-- Start --

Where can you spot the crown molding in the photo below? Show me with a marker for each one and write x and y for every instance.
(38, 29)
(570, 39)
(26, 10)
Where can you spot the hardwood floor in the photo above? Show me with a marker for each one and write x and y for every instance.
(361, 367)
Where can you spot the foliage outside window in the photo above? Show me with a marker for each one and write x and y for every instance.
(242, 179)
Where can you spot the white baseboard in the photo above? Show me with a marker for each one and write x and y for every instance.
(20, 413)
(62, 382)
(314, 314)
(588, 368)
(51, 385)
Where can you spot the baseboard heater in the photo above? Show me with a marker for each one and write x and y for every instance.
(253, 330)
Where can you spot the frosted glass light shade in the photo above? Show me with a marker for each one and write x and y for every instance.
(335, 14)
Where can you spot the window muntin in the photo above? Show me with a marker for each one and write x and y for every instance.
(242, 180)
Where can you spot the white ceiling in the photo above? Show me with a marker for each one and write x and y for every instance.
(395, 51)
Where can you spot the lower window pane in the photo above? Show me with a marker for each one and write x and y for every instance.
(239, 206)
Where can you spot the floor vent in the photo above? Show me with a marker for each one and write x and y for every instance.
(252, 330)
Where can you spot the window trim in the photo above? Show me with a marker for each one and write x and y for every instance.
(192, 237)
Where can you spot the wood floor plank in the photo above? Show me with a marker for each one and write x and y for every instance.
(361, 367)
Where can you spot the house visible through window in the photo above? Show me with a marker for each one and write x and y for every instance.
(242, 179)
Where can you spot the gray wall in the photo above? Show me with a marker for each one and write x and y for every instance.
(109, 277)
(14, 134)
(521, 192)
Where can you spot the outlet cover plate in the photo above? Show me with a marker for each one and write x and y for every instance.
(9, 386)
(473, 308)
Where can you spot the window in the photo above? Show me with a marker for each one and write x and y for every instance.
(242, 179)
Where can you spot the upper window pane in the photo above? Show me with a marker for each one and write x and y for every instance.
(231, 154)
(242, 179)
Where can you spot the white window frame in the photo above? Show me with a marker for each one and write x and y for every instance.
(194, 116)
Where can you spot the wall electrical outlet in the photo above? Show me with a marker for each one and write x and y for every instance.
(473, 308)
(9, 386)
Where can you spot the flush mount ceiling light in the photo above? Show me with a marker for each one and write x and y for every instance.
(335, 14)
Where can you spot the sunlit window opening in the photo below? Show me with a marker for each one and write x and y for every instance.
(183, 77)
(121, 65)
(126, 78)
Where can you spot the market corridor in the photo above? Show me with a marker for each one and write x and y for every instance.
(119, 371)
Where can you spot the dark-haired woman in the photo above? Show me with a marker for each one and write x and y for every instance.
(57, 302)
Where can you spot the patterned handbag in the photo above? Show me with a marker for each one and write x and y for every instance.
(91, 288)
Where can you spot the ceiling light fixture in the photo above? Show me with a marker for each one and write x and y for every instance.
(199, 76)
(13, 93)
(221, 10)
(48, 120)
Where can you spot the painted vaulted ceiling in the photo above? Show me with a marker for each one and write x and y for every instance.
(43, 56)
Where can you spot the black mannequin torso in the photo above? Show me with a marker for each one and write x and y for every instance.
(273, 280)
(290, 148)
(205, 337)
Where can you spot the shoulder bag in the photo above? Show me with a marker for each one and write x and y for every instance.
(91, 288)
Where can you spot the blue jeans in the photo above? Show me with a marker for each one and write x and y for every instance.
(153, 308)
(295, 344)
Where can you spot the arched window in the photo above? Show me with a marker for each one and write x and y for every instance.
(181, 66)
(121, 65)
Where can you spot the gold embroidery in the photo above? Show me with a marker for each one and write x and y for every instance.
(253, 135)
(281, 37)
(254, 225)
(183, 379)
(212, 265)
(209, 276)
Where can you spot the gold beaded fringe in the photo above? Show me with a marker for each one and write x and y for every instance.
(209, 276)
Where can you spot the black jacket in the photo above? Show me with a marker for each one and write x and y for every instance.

-- End --

> **Problem to solve**: Rewrite the listing above so that every instance of "marker" becomes "dot", leaving all other text unchanged.

> **Right answer**:
Where can you spot the crown molding in the photo below? Show me with a dot for each one and write x and y for every instance.
(38, 29)
(570, 39)
(26, 10)
Where can you spot the hardwood floor in the photo above? Show me with a dot for each one and write x and y for every instance.
(361, 367)
Where can you spot the foliage outside window in the photo above? Show me with a dot for each one and write x and y for every instance.
(242, 179)
Where can you spot the white baseboard in the photo above? Show me with a dot for each one and write x and y for every instance.
(20, 413)
(62, 382)
(314, 314)
(588, 368)
(51, 385)
Where can you spot the baseboard heater in the photo above? Show me with a dot for each one and write x and y for every instance.
(253, 330)
Where can you spot the frosted glass light shade in the photo above? Show me with a dot for each one and write x and y for every instance.
(335, 14)
Where can you spot the window muntin in the photo above? Show me with a dot for each one and write x and y for every instance.
(242, 180)
Where can you spot the white ceiling in the photo above? Show me with a dot for each one and write x and y for every instance.
(395, 51)
Where can you spot the lower window pane in the photo above? Show me with a dot for each one and write x and y for every instance.
(239, 206)
Where can you spot the floor vent in the photo above? Show me with a dot for each one and write x and y for every instance.
(252, 330)
Where can you spot the window trim in the photo above? Show me with a dot for each one and write x and y for every instance.
(192, 237)
Where can you spot the wood floor plank in the photo above? Show me with a dot for each one and write x and y for every instance.
(361, 367)
Where can you spot the house visible through window in the photo above? Show me with a dot for each one and write x and y for every instance.
(242, 179)
Where can you spot the gray wall in the photo above? Show me with a dot for each one and write x and y for every instance.
(109, 277)
(14, 134)
(521, 192)
Where can you spot the outlet cover plate in the photo above? Show me with a dot for each one and write x and y for every instance.
(9, 386)
(473, 308)
Where can you spot the window in the photo above? Show me with a dot for each one and write x and y for every instance.
(242, 179)
Where can you spot the upper window pane in the photo above? Show me with a dot for each one and write x and y for every instance.
(231, 154)
(242, 179)
Where can you spot the white window frame in the photo above? Show me with a dot for each one and write x and y for every instance.
(194, 116)
Where can you spot the wall electrical outlet in the photo above? Show me with a dot for each one and write x and y for every instance.
(473, 308)
(9, 386)
Where can you spot the flush mount ceiling light in the photo above? Show me with a dot for each one and write x and y for every instance.
(335, 14)
Where can you spot the sunlit window opening in the photo below? Show me with a dot for each one and write x and y for every instance.
(183, 77)
(121, 65)
(126, 78)
Where can you spot the market corridor in the photo above? Show me with a dot for each one and write x and y for every instance.
(119, 371)
Where can you spot the dark-haired woman in the photo above? Show me with a dot for each one and write x and y for every instance.
(57, 302)
Where can you spot the patterned handbag in the photo above? Show me with a dot for each one and write x and y for every instance.
(91, 288)
Where can you spot the ceiling light fixture in the photo above? Show me with a dot for each one and write x and y for every instance.
(199, 76)
(13, 93)
(221, 10)
(48, 120)
Where can you spot the painted vaulted ceiling in the photo above? Show me with a dot for each one and write x and y for every instance.
(43, 56)
Where can you spot the black mannequin torso in the photo above? Show me with a dot for each one and write x and y for every instance.
(273, 280)
(290, 148)
(205, 337)
Where can you spot the shoulder bag in the photo above? Show me with a dot for each one and write x and y for every instance.
(91, 288)
Where can you spot the blue jeans in the photo above? Show me with a dot for each one and write x and y for every instance.
(153, 308)
(295, 344)
Where can you spot the arched window in the photo above? Show me with a dot for each one and write x and y for every instance.
(181, 66)
(121, 65)
Where can you spot the gold embroidery in the photo above? Show me with a dot for each one and write x and y for every instance.
(253, 135)
(281, 37)
(254, 225)
(183, 379)
(212, 265)
(209, 276)
Where can you spot the gold beaded fringe in the photo above? Show me with a dot for each one and write x and y for every instance.
(209, 276)
Where can you spot the black jacket in the photo above? Show me with a dot for each one and write x and y for every instance.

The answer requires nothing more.